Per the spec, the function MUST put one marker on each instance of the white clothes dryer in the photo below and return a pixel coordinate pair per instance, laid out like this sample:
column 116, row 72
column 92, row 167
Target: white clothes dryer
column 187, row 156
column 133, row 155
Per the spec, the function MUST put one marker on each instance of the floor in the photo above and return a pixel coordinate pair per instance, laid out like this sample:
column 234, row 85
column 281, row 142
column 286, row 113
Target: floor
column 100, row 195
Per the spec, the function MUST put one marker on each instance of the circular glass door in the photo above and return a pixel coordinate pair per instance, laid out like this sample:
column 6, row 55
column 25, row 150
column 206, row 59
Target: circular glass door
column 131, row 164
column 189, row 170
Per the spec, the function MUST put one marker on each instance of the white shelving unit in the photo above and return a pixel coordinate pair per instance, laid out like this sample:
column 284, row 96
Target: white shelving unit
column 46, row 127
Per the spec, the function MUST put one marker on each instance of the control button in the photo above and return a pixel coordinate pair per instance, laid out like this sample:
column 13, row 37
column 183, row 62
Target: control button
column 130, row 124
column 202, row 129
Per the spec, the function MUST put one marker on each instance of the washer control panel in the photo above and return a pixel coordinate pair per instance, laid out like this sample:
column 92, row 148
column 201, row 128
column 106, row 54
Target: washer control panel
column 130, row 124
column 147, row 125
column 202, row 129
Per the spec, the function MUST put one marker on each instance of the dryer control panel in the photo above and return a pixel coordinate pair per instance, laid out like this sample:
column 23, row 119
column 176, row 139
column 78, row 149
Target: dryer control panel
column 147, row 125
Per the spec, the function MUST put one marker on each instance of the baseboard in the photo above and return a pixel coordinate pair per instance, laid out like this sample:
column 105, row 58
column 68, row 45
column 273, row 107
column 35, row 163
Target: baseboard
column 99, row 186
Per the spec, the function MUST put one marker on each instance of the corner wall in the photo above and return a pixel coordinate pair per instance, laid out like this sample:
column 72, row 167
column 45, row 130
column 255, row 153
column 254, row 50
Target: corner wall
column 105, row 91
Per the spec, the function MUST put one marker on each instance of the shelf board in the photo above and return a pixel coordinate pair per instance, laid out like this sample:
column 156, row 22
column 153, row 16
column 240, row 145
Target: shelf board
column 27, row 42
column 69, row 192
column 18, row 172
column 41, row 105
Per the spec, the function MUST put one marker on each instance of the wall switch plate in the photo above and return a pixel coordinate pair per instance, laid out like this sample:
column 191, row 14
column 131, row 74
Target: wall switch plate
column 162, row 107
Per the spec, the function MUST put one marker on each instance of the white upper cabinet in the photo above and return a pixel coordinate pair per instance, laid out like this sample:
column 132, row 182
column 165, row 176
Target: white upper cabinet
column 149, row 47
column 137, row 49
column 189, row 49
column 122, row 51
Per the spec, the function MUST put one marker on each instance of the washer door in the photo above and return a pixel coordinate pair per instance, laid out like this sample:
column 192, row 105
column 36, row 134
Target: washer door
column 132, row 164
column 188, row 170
******************************
Aim of the task: Copy the rows above word for word, all of them.

Response below:
Per the spec, the function MUST put one marker on each instance of the white clothes dryer in the photo below and return a pixel coordinate pair per instance, laid out like this sample:
column 116, row 72
column 92, row 167
Target: white clothes dryer
column 187, row 156
column 133, row 155
Per the spec, the function MUST put one marker on each instance of the floor in the photo above and return a pixel coordinate pair per instance, laid out like this sample:
column 234, row 85
column 281, row 142
column 286, row 113
Target: floor
column 100, row 195
Per the spec, the function MUST put one marker on each instance of the circular glass door in the photo above and return a pixel coordinate pair per instance, laid out like this sample:
column 6, row 55
column 25, row 150
column 206, row 59
Target: circular glass door
column 131, row 164
column 189, row 170
Per the spec, the function MUST put one marker on each instance of the white shelving unit in the photo above and return a pixel coordinate pair per instance, laid out like this sample:
column 284, row 96
Target: white shelving unit
column 46, row 127
Per the spec, the function MUST put one marker on each instance of the control button in the photo above and return a pixel coordinate pair per instance, laid out like this sample:
column 13, row 37
column 183, row 62
Target: control button
column 130, row 124
column 202, row 129
Per the spec, the function MUST put one marker on each instance of the washer control panel in the photo above and return a pixel coordinate pair per instance, laid out like this sample:
column 92, row 148
column 201, row 128
column 106, row 54
Target: washer control panel
column 130, row 124
column 147, row 125
column 202, row 129
Per the spec, the function MUST put one marker on each instance of the dryer control panel in the photo above and return a pixel coordinate pair per instance, laid out like this sample:
column 23, row 119
column 176, row 139
column 78, row 149
Target: dryer control panel
column 147, row 125
Per the spec, the function MUST put one marker on each instance of the baseboard in the photo above and return a pixel coordinate pair per instance, laid out like this sample:
column 105, row 58
column 68, row 45
column 273, row 107
column 35, row 163
Target: baseboard
column 99, row 186
Per the spec, the function MUST put one marker on each instance of the corner wall in the photo above and return a pixel coordinate pair per instance, laid out like this sample:
column 72, row 167
column 45, row 130
column 255, row 153
column 254, row 50
Target: corner wall
column 105, row 91
Per the spec, the function MUST put one marker on each instance of the shelf board in the photo above and return a pixel coordinate pair per instance, laid out like this sample:
column 156, row 22
column 153, row 16
column 240, row 145
Target: shelf board
column 27, row 42
column 69, row 192
column 18, row 172
column 41, row 105
Per the spec, the function MUST put one marker on each instance of the wall switch plate in the photo above and return a pixel coordinate pair per instance, laid out like this sample:
column 191, row 14
column 131, row 74
Target: wall switch plate
column 162, row 107
Per the spec, the function MUST put one marker on each instance of the white upper cabinet in the photo above and return a pixel coordinate pair per instance, laid out like this sample:
column 132, row 182
column 165, row 176
Target: white upper cabinet
column 149, row 47
column 137, row 49
column 189, row 49
column 122, row 51
Per the spec, the function MUST put one marker on each instance of the washer door in the photo above and return a pixel coordinate pair per instance, laid out like this sample:
column 192, row 105
column 36, row 134
Target: washer door
column 132, row 164
column 188, row 170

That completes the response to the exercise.